--- Extracted records Enclosed Below ---

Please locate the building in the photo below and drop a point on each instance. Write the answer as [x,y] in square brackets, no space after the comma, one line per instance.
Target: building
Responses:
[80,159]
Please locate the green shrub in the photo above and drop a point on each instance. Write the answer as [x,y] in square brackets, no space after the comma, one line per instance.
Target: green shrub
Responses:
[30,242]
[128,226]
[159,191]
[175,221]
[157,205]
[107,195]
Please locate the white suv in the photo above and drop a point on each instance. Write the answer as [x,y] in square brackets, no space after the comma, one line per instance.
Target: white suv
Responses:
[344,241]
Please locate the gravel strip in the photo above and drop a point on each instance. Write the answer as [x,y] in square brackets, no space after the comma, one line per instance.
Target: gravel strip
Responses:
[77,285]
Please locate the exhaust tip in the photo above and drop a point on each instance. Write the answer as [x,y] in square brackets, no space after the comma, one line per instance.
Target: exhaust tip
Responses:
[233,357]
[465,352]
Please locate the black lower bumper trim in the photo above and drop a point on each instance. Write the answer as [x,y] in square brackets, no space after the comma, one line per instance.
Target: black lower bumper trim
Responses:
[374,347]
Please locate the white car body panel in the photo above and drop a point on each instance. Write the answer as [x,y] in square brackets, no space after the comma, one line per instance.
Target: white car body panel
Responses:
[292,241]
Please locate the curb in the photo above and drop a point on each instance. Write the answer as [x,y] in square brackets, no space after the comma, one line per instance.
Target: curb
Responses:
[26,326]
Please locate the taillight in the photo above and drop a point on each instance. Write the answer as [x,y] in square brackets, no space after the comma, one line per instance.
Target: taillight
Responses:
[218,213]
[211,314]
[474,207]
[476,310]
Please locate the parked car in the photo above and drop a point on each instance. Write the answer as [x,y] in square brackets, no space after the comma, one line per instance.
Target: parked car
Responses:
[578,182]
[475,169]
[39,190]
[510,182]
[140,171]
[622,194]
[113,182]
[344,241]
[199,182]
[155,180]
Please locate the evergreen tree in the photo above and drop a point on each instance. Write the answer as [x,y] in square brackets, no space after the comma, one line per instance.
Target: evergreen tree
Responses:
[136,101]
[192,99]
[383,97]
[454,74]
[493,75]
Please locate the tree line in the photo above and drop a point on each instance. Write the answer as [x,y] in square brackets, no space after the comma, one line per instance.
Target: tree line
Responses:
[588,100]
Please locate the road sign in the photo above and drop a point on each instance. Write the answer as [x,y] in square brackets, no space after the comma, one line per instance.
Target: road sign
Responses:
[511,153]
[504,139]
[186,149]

--- End of Enclosed Extracted records ---

## What to do
Find the line with "Target: black lower bumper trim" in the material above. Reproduce it and each line after it up to and including the line with "Target: parked car".

## Final answer
Target: black lower bumper trim
Responses:
[374,347]
Please locate the white car body panel in the photo above and drop a point on each instance. Write the answer as [x,y] in square brackets, no space after the comma, one line per instance.
Target: white car body panel
Responses:
[292,241]
Please locate the curb in the photo above and drop a point on each instance. Write the answer as [x,y] in square brackets, no space after the comma, one line per instance.
Target: curb
Responses:
[26,326]
Please locate the taillight in the photo above and drop a point on each instance. Write the answer as [x,y] in square brackets, no space after the comma, one line per instance.
Target: taillight
Responses:
[218,213]
[211,314]
[474,207]
[476,310]
Please locate the parked car in the photo above and drop a point on each instance. Write the answer as [x,y] in square brackets, no space after the comma, one line per instance.
Target: parked car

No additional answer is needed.